Point-per-instance localization data:
[Start of section]

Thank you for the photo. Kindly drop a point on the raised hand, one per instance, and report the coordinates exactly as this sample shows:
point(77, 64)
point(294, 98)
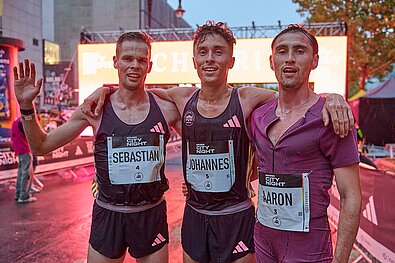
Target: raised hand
point(340, 114)
point(25, 86)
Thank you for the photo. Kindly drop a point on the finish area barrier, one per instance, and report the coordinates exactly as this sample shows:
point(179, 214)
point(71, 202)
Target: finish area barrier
point(76, 153)
point(172, 64)
point(376, 230)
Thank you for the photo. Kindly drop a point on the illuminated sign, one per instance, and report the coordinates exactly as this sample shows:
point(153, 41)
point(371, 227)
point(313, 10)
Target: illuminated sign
point(51, 53)
point(172, 64)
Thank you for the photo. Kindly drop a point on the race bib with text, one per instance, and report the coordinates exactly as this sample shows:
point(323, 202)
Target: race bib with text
point(284, 201)
point(135, 159)
point(210, 166)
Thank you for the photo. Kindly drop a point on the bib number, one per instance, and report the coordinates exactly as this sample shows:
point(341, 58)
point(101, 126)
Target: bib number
point(136, 159)
point(284, 201)
point(210, 166)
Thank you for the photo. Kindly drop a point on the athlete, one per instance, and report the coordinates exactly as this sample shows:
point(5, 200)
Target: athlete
point(130, 142)
point(219, 215)
point(297, 157)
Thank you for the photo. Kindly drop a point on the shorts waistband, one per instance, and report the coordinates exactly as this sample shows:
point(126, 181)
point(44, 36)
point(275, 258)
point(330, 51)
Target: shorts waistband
point(128, 209)
point(227, 210)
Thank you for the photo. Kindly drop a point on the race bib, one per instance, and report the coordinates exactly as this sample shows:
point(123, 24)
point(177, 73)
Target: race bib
point(284, 201)
point(210, 166)
point(135, 159)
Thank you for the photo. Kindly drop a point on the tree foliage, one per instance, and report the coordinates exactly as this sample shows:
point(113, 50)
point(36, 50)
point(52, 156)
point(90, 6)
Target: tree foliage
point(370, 31)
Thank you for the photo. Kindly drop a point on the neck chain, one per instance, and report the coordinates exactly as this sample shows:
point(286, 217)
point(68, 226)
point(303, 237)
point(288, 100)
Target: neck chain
point(285, 112)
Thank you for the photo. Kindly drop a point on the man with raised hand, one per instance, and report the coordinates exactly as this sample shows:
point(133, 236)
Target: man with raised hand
point(219, 214)
point(130, 147)
point(297, 158)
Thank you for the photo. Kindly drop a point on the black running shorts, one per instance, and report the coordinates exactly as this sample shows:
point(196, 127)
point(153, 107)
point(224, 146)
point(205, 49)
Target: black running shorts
point(142, 233)
point(218, 238)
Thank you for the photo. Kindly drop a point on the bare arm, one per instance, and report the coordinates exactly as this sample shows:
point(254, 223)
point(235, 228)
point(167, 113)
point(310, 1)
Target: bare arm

[End of section]

* **HOW TO COMPLETE THIS TASK**: Please print every record exactly as written, without the pictures.

* **SOLUTION FOR THIS EXERCISE**:
Thank you for the photo. Kindly drop a point on the raised hand, one per instance, and report the coordinates exactly as this sample shows:
point(77, 64)
point(294, 98)
Target: raised hand
point(340, 114)
point(25, 86)
Thank you for the photo. Kindly drop a point on the finish area barrier, one per instance, and report the coordinates exactly as this sample shows:
point(179, 214)
point(71, 202)
Target: finish area barrier
point(76, 153)
point(172, 64)
point(376, 230)
Thank you for the photo. Kindly drop a point on the illuminated sign, one per instance, and report the coordinates exactly as this sample shows:
point(153, 41)
point(371, 227)
point(313, 10)
Target: illuminated sign
point(51, 53)
point(172, 64)
Thank you for the photo. Kindly drop a point on the race bib with text, one per instance, and report the coordinates exactly as this sample shows:
point(323, 202)
Target: race bib with text
point(284, 201)
point(135, 159)
point(210, 166)
Thank you for the photo. Kindly drop a point on the bib number, one per instance, and report the coordinates exactly as this sample shows:
point(341, 58)
point(101, 126)
Target: bib number
point(136, 159)
point(284, 201)
point(210, 166)
Thank you for the photo. Kindly drop a point on the athlete, one per instance, and report the coordinates exactly as this sample shows:
point(5, 200)
Target: athlete
point(130, 142)
point(219, 215)
point(297, 157)
Thank you for the photo. Kindly drop a point on the shorts waistband, one per instance, and report the coordinates exactly as this sample shows:
point(126, 181)
point(44, 36)
point(275, 258)
point(330, 51)
Target: shorts waistband
point(128, 209)
point(227, 210)
Thank you for the photo. Kindly drop a point on the race bib, one per instance, and report the coordinates exactly as this sample shows:
point(123, 24)
point(177, 73)
Target: race bib
point(284, 201)
point(210, 166)
point(135, 159)
Thank you for the photo. Kindly drop a point on the tree foliage, one per instance, and report the coordinates exactly as this sample shows:
point(113, 50)
point(36, 50)
point(52, 156)
point(90, 6)
Target: tree foliage
point(370, 31)
Thank you for the photo. Kindly drop a point on the neck chain, one per instance, and report the coordinates exactly as this sample shows:
point(286, 217)
point(68, 226)
point(303, 237)
point(288, 100)
Target: neck chain
point(285, 112)
Thank you for the photo. Kindly drop a point on the man with raised hand, one per instance, and report the coordinates exactly as this sample shows:
point(133, 236)
Target: man with raised hand
point(219, 214)
point(130, 147)
point(297, 158)
Thank you for the photo. Kindly drop a point on the black running shorts, one per instance, and report the coordinates exactly as this sample shows:
point(196, 127)
point(153, 107)
point(224, 146)
point(205, 49)
Target: black running shorts
point(142, 233)
point(218, 238)
Thank you for the photo. Kindly drop a point on the bare arm, one per instance, and report the coordinates exactly as this sample shows:
point(254, 223)
point(235, 228)
point(167, 113)
point(310, 1)
Target: bare arm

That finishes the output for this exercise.